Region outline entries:
.....

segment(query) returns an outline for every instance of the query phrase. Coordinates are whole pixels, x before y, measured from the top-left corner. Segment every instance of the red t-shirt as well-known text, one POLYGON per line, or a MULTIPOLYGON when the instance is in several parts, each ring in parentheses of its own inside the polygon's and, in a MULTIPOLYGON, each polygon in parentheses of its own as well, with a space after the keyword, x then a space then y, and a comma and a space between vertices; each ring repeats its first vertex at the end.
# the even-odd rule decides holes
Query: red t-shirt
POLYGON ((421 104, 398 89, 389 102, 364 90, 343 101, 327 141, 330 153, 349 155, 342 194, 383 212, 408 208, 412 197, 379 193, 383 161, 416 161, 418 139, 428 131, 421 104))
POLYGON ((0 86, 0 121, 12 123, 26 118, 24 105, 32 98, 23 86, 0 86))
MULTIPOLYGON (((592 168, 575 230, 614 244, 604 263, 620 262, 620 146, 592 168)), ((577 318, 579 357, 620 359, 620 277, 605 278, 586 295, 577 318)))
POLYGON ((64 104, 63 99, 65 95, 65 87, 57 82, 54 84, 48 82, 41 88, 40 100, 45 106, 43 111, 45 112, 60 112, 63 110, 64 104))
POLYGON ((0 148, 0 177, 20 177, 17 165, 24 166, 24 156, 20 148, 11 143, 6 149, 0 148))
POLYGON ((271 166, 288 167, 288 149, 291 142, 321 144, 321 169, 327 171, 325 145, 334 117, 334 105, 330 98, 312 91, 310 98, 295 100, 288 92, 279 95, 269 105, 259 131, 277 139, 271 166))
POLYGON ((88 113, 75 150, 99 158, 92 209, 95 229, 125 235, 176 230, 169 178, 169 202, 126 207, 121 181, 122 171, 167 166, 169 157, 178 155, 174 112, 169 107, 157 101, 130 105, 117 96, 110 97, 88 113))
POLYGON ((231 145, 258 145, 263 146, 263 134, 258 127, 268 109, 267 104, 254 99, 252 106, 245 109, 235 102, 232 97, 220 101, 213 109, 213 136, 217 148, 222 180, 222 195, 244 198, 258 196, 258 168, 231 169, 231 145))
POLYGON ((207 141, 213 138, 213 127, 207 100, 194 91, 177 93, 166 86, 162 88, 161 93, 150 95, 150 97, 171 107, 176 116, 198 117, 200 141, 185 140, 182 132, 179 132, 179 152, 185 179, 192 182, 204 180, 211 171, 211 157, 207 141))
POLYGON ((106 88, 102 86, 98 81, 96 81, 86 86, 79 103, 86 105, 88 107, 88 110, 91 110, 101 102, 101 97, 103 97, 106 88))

.....

Given exercise
Output every line above without altering anything.

Task response
segment(query) returns an outline for every instance of the query phrase. Coordinates are whole pixels, x before y, measured from the top-left corner. Segment every instance of the red t-shirt as well-known text, one POLYGON per line, or a MULTIPOLYGON when the instance is in several parts, each ring in parentheses of its own inside the polygon's and, in a MULTIPOLYGON, each polygon in parentheses of its own as well, with a space after the keyword, x then a space then y, and a comma and a space between vertices; each ring repeats its first vertex at the end.
# the even-odd rule decides holes
Query: red t-shirt
POLYGON ((421 104, 398 89, 389 102, 364 90, 343 101, 327 141, 330 153, 349 155, 342 194, 383 212, 408 208, 412 197, 379 193, 383 161, 416 161, 418 139, 428 131, 421 104))
POLYGON ((0 86, 0 121, 12 123, 26 118, 24 105, 32 98, 23 86, 0 86))
MULTIPOLYGON (((592 168, 575 230, 614 244, 604 263, 620 262, 620 146, 592 168)), ((577 318, 579 357, 620 359, 620 277, 605 278, 586 295, 577 318)))
POLYGON ((64 104, 63 99, 65 95, 65 87, 57 82, 54 84, 48 82, 41 88, 40 100, 45 106, 43 111, 45 112, 60 112, 63 110, 64 104))
POLYGON ((0 148, 0 177, 20 177, 17 165, 24 166, 24 156, 20 148, 11 143, 6 149, 0 148))
POLYGON ((271 166, 288 167, 288 149, 291 142, 321 144, 321 169, 327 171, 325 145, 334 117, 334 105, 330 98, 312 91, 310 98, 295 100, 288 92, 279 95, 269 105, 259 131, 277 139, 271 166))
POLYGON ((88 113, 75 150, 99 158, 92 209, 95 229, 125 235, 176 230, 169 178, 169 202, 126 207, 121 181, 122 171, 167 166, 169 157, 178 155, 174 112, 169 107, 157 101, 130 105, 117 96, 110 97, 88 113))
POLYGON ((231 145, 258 145, 263 146, 263 134, 258 127, 268 109, 267 104, 254 99, 252 106, 245 109, 235 102, 232 97, 220 101, 213 109, 213 136, 217 148, 222 180, 222 195, 244 198, 258 196, 258 168, 231 169, 231 145))
POLYGON ((207 141, 213 138, 213 127, 207 100, 194 91, 177 93, 166 86, 162 88, 161 93, 150 95, 150 97, 171 107, 176 116, 198 117, 200 141, 185 140, 182 132, 179 132, 179 152, 185 179, 192 182, 204 180, 211 171, 211 157, 207 141))
POLYGON ((106 88, 102 86, 98 81, 96 81, 86 86, 79 103, 86 105, 88 107, 88 110, 91 110, 101 102, 101 97, 103 97, 106 88))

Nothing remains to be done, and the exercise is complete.